THE EXERCISE: Recast only the lines between the one containing "Target: cream-colored courser" and the one containing "x=383, y=270", inclusive, as a Markdown table with a Row column giving each line's number and a Line column giving its text. Leave out any blank lines.

INPUT FOR THIS TASK:
__________________________________________________

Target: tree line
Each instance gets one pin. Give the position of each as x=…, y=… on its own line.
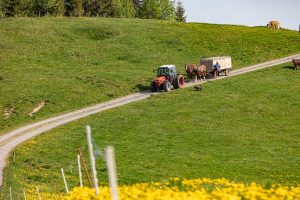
x=149, y=9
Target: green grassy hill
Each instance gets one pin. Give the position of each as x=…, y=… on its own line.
x=243, y=128
x=73, y=62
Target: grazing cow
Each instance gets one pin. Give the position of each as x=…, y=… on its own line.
x=296, y=63
x=274, y=25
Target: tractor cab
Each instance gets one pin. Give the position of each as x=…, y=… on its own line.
x=168, y=71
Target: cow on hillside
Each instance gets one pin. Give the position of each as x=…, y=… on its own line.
x=296, y=63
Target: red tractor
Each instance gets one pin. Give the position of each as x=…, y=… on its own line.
x=167, y=79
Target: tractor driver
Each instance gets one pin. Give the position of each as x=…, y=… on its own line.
x=217, y=68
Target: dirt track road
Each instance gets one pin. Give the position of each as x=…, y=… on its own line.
x=10, y=140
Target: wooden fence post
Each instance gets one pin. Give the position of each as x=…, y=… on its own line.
x=92, y=158
x=111, y=168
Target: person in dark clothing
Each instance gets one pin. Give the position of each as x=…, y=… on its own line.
x=217, y=69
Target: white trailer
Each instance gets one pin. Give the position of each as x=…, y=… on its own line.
x=224, y=62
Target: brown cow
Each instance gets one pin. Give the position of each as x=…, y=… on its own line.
x=274, y=25
x=296, y=63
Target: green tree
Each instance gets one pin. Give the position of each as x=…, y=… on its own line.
x=158, y=9
x=124, y=8
x=180, y=12
x=167, y=10
x=39, y=7
x=56, y=7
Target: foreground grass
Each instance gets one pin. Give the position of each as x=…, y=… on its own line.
x=70, y=63
x=202, y=189
x=244, y=128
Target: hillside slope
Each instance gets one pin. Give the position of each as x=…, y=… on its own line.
x=244, y=128
x=70, y=63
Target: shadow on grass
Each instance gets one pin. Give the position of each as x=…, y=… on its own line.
x=141, y=87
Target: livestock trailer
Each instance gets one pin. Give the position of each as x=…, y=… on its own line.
x=224, y=62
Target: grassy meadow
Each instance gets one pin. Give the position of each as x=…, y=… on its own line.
x=69, y=63
x=243, y=128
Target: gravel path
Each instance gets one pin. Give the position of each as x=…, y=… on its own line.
x=10, y=140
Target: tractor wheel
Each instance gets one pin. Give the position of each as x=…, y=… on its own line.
x=167, y=86
x=179, y=82
x=153, y=87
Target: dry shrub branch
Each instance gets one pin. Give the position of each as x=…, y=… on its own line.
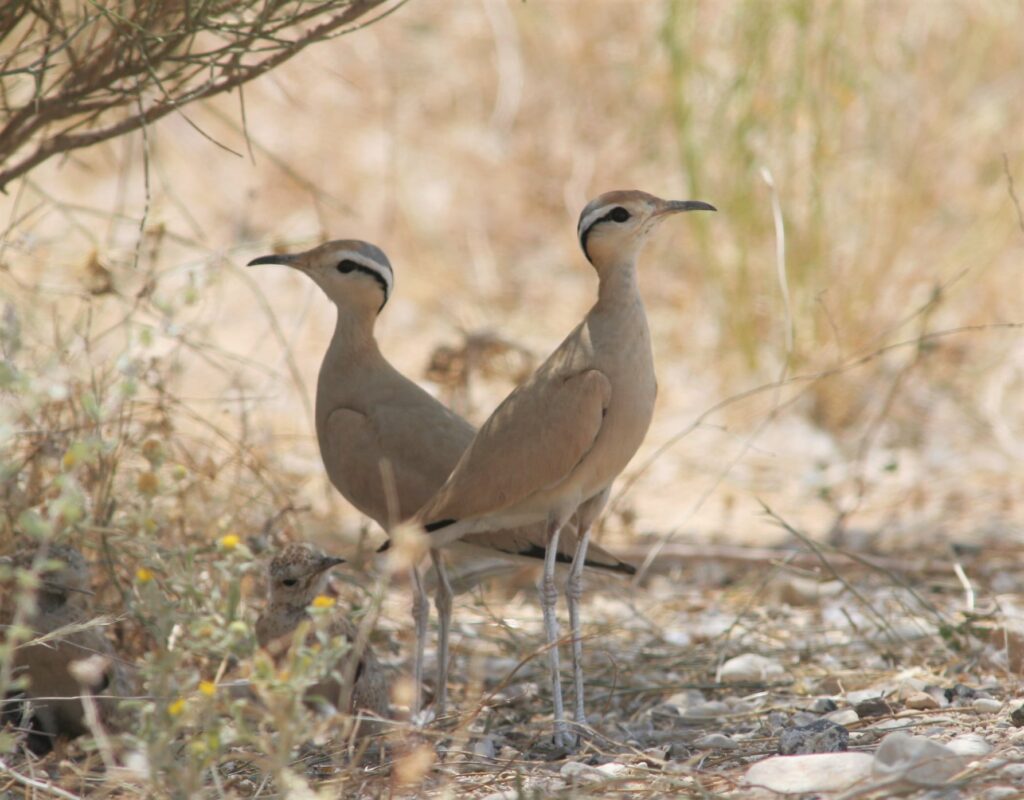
x=73, y=75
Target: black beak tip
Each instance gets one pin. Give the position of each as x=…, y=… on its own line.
x=265, y=259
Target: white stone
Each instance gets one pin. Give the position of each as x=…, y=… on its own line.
x=593, y=774
x=1014, y=770
x=706, y=711
x=915, y=760
x=679, y=637
x=922, y=701
x=751, y=668
x=843, y=716
x=970, y=745
x=716, y=742
x=811, y=773
x=987, y=706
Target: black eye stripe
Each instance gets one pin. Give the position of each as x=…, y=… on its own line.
x=348, y=265
x=617, y=214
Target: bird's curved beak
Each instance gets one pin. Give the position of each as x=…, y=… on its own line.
x=677, y=206
x=284, y=259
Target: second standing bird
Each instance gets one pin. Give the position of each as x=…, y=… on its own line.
x=557, y=443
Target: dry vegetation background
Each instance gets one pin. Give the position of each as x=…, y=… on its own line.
x=157, y=395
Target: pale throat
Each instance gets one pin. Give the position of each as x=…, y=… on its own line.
x=353, y=329
x=619, y=284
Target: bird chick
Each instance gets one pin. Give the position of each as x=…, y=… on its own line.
x=61, y=671
x=296, y=576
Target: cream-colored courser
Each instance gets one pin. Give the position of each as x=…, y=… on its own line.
x=557, y=443
x=376, y=426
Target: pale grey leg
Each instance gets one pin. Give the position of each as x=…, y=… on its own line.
x=549, y=596
x=442, y=599
x=573, y=591
x=421, y=609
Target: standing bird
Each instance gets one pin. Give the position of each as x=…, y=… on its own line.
x=61, y=670
x=296, y=576
x=388, y=446
x=556, y=444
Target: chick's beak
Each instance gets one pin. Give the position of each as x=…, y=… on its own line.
x=328, y=562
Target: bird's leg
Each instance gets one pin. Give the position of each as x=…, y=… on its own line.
x=573, y=591
x=549, y=596
x=442, y=599
x=421, y=611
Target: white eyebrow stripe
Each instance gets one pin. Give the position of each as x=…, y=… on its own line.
x=593, y=216
x=383, y=270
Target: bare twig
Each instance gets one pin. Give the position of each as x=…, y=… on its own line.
x=1013, y=192
x=91, y=91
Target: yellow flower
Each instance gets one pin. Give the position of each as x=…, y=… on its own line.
x=147, y=483
x=229, y=542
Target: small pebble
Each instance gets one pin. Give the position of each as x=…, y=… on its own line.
x=706, y=712
x=823, y=706
x=961, y=695
x=819, y=737
x=843, y=717
x=986, y=706
x=872, y=707
x=1015, y=771
x=970, y=745
x=919, y=760
x=922, y=701
x=751, y=668
x=1000, y=793
x=716, y=742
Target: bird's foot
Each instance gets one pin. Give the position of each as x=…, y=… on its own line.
x=422, y=718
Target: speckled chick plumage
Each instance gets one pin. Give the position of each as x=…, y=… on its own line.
x=296, y=576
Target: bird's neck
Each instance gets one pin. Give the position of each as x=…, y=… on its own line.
x=353, y=335
x=617, y=286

__________________________________________________

COMPLETE ANSWER:
| Row | Line |
|---|---|
| 1 | Target: cream-colored courser |
| 2 | Each instance gets one pin. Give the position of each as x=…, y=… on its own line. |
| 3 | x=557, y=443 |
| 4 | x=376, y=426 |
| 5 | Target: pale grey leg |
| 6 | Each instance gets one pin. Give the position of each as x=…, y=… on its own line. |
| 7 | x=549, y=596 |
| 8 | x=442, y=599 |
| 9 | x=573, y=591 |
| 10 | x=421, y=609 |
| 11 | Target: standing bird |
| 12 | Each instance gets one pin. Give the position of each as x=…, y=… on its own line. |
| 13 | x=61, y=670 |
| 14 | x=296, y=576 |
| 15 | x=388, y=446 |
| 16 | x=556, y=444 |
| 17 | Target: chick's beak |
| 18 | Each instance gets one pin. Give the position of each as x=…, y=… on its own line. |
| 19 | x=328, y=562 |
| 20 | Target: bird's leg |
| 21 | Each instance gets one pin. Give the position of each as x=…, y=… on its own line. |
| 22 | x=573, y=591 |
| 23 | x=549, y=596 |
| 24 | x=442, y=599 |
| 25 | x=421, y=611 |
| 26 | Target: white eyebrow stripe |
| 27 | Each instance gets one pin. Give the position of each as x=…, y=… on its own line. |
| 28 | x=593, y=216 |
| 29 | x=383, y=270 |